Available data »
※ ※ ※

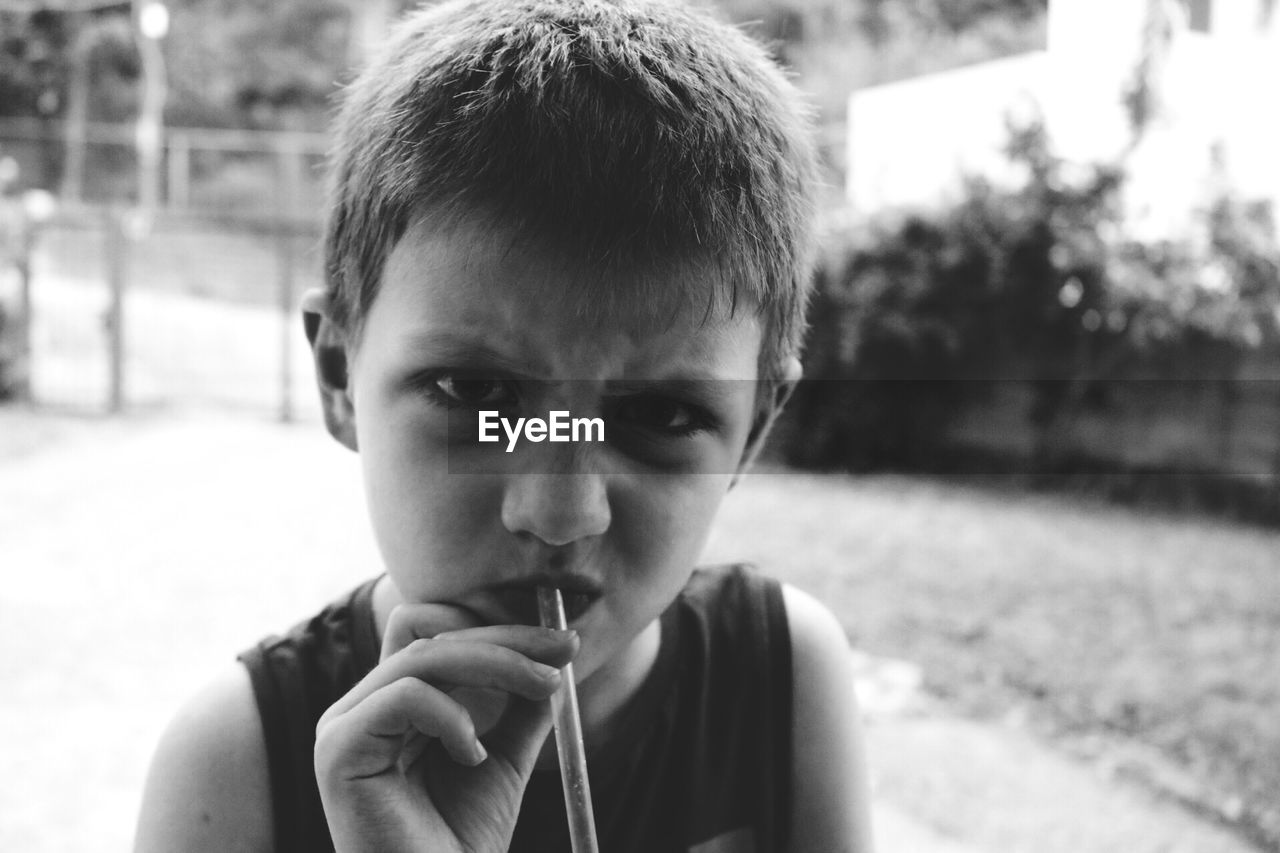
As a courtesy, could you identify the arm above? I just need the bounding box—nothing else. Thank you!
[134,611,573,853]
[133,665,274,853]
[783,584,876,853]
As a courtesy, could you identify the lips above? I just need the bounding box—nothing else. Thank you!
[493,587,596,625]
[472,576,603,626]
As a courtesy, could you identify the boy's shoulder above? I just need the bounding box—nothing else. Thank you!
[677,563,789,647]
[134,665,273,853]
[668,564,873,851]
[678,563,853,691]
[775,583,877,852]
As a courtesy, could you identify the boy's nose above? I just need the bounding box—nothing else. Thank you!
[500,457,611,547]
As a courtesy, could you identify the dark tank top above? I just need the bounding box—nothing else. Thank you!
[238,564,793,853]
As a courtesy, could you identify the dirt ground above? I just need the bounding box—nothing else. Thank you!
[0,409,1258,852]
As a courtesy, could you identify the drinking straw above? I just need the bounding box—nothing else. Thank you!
[536,586,600,853]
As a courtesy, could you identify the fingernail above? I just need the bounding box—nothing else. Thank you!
[472,739,488,765]
[533,662,561,681]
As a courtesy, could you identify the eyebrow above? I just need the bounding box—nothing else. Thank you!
[397,333,541,378]
[396,333,754,389]
[605,377,749,404]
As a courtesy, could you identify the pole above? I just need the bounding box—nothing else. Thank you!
[345,0,394,70]
[61,16,92,203]
[133,1,168,231]
[105,208,127,413]
[277,222,295,423]
[276,143,302,422]
[167,132,189,209]
[12,215,35,402]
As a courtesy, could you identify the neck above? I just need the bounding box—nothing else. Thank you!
[538,617,660,767]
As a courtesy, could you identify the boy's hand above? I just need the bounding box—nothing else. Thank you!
[315,603,577,853]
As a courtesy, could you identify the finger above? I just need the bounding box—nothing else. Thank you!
[381,603,484,662]
[398,730,431,775]
[316,677,485,781]
[381,603,578,665]
[433,625,580,669]
[323,639,563,721]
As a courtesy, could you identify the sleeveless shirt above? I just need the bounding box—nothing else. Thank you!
[237,564,793,853]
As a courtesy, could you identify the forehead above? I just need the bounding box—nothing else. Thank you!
[363,215,762,379]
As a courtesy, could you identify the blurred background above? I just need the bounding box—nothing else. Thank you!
[0,0,1276,851]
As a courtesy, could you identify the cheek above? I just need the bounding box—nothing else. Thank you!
[613,474,732,582]
[358,411,500,588]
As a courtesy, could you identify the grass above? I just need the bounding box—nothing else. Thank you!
[705,471,1280,849]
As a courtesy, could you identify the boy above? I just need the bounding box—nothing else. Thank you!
[134,1,872,851]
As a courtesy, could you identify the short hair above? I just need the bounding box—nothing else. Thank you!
[323,0,819,377]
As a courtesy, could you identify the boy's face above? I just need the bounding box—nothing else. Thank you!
[313,216,779,683]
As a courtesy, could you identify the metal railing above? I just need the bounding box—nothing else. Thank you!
[0,120,327,419]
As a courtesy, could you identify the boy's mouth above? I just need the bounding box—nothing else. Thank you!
[474,576,602,625]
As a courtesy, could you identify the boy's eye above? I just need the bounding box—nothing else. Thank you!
[608,394,711,436]
[422,375,516,408]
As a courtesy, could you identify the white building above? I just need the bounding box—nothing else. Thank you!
[846,0,1280,241]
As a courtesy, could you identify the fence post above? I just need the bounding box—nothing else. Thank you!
[10,214,36,402]
[104,209,127,414]
[168,132,190,209]
[276,142,303,423]
[277,220,295,423]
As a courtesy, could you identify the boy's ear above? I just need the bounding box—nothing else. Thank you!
[300,289,358,452]
[731,356,802,488]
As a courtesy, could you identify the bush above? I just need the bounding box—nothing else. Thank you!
[780,120,1280,488]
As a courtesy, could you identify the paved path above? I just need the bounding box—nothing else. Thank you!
[865,709,1251,852]
[0,412,1258,852]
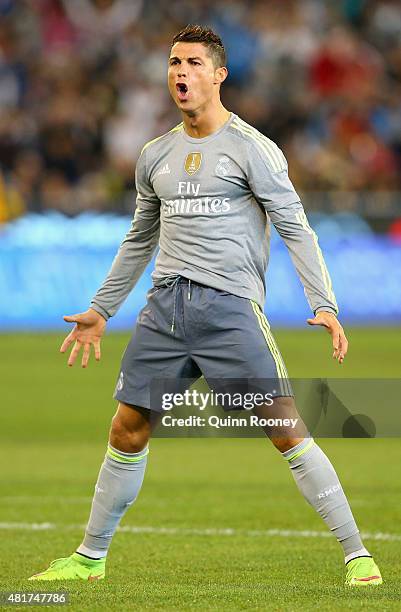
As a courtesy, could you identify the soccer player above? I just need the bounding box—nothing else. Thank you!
[29,25,382,586]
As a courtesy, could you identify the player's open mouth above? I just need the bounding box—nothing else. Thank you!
[176,82,189,101]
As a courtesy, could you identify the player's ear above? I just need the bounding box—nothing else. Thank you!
[214,66,228,85]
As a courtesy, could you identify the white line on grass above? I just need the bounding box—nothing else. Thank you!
[0,522,400,542]
[0,497,372,509]
[2,496,93,503]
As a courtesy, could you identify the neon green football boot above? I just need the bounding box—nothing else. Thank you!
[28,553,106,581]
[345,556,382,586]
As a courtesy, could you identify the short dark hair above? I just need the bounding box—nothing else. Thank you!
[171,24,226,68]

※ ※ ※

Task instructions » Retype the whole listing, keeping every line identical and omitting all pictures.

Task response »
As a courtesy, could you identify the arm above? I just need the bounding box—nothing else. Thank you!
[134,611,573,853]
[133,665,274,853]
[783,584,876,853]
As a courtesy, could you identify the lips above? I just need the bounding box—nothing else. Thank you!
[493,587,596,625]
[472,576,603,626]
As a courtesy, could you identify the boy's shoulder above? I just need the bounding box—nothing else. Thank you!
[677,563,789,647]
[134,665,273,853]
[668,564,873,851]
[678,563,853,691]
[775,583,877,852]
As a courtesy, could you identify the boy's nose above? I just need the bounding box—nothing else. Thank you!
[500,457,611,547]
As a courtesy, could you identify the dark tank top above? I just need the bounding box—nothing else. Thank you!
[238,564,793,853]
As a courtesy, could you identify the dirt ground above? I just need the bounding box—nothing else. Thank you!
[0,409,1258,852]
As a courtesy, could you identify the drinking straw above? I just need the bounding box—nothing else. Thank you!
[536,586,600,853]
As a courtesy, could you identify the fingernail above? I just need the bounding box—nothing else. Thank you!
[472,739,488,765]
[533,662,561,681]
As a courtesy, could you identify the eyebrow above? I just need the bounding box—nothing else. Thank you!
[397,333,541,378]
[396,333,754,389]
[605,377,749,404]
As a courtesy, could you identify the pole above? I just need the bounding box—nothing else. Thank you!
[345,0,394,70]
[61,16,92,203]
[133,1,168,231]
[105,208,127,413]
[277,222,295,423]
[276,143,302,422]
[167,132,189,209]
[12,215,35,402]
As a courtesy, could you identify the neck above? I just need the bounding box—nothing else. Thank you!
[538,617,660,767]
As a courtesy, could you identify the boy's hand above? I just need the bounding box—nothing else. Thank you!
[315,603,577,853]
As a courtesy, could you identify the finger above? I just need the bounding box—nothing else. Thank you!
[381,603,484,662]
[398,730,431,775]
[316,677,485,781]
[381,603,578,665]
[433,625,580,669]
[323,639,563,721]
As a courtesy, could you identify the sleeveless shirt above? I just need the bounding box—nothing else. Thank you!
[237,564,793,853]
As a courtesy, could you identify the forehead above? I just need the bounding box—nothing else. Thank you!
[363,215,762,379]
As a courtesy, could you identify the blurred background above? I just need the bounding box—nothing else. Thank you!
[0,0,1276,851]
As a courtesy, could you identify the cheek above? I just need the bounding box—nothing else. Thank you!
[613,474,732,582]
[358,411,500,588]
As a courtesy, could you identify the grass above? I just need the bounding box—nothing else. Thank you!
[705,471,1280,849]
As a courtesy, could you identify the boy above? I just need the bounding box—nothing else. Thank you!
[134,1,872,851]
As a courtesy, could you identify the short hair above? I just need the bounding box—nothing else. Thank you!
[323,0,819,377]
As a courtesy, could you identify the boy's face above? I just need the bounding box—nothing else. Thank you!
[313,216,779,683]
As a courtesy, could you identify the metal railing above? I just need the bounding box—nothing else. Thank you!
[0,120,327,419]
As a courtesy, could you identify the boy's mouth above? I just need the bounding box—nothing else. Thank you!
[474,576,602,625]
As a courtesy, could you identify the boy's eye above? I just need the bounding box—nothing else. Thank you!
[608,394,711,436]
[422,375,516,408]
As a courtesy, could you identify the white building above? I just need the bounding box—nothing else. Thank you!
[846,0,1280,241]
As a courtesy, could you identify the fence post above? I just need the bounding box—nothing else. Thank you!
[10,214,36,402]
[104,209,127,414]
[168,132,190,209]
[276,142,303,423]
[277,220,295,423]
As a courtesy, could you identify the boy's ear above? I just need the bounding box—nothing else. Thank you!
[300,289,358,452]
[731,356,802,488]
As a courtesy, could you identify the bush above? I just need the bounding box—nothing else. Thank you!
[780,120,1280,488]
As a courtesy, could you identify the paved path above? I just need the bounding box—nothing else. Thank you!
[865,709,1251,852]
[0,412,1258,852]
As a courtesy, could you identify the soccer player above? I just need the bounding box—nothing else. Thank you!
[29,25,382,586]
As a courtesy, could you identify the player's open mouth above? I just need the bounding box—nothing else. Thank you!
[176,82,189,101]
As a courtesy, could you identify the player's ear above? I just need the bounding box—nothing else. Thank you!
[214,66,228,85]
As a courtesy, could you identify the white line on grass above? I just need the bounding box—nothing else. Thank you!
[0,522,400,542]
[0,497,372,509]
[2,496,93,503]
As a courtesy, could you identify the neon green football boot above? I just need the bounding box—nothing else. Thank you!
[28,553,106,581]
[345,556,382,586]
As a courtesy, could you identify the short dark hair above? I just need the bounding box—nothing else. Thank you!
[171,24,226,68]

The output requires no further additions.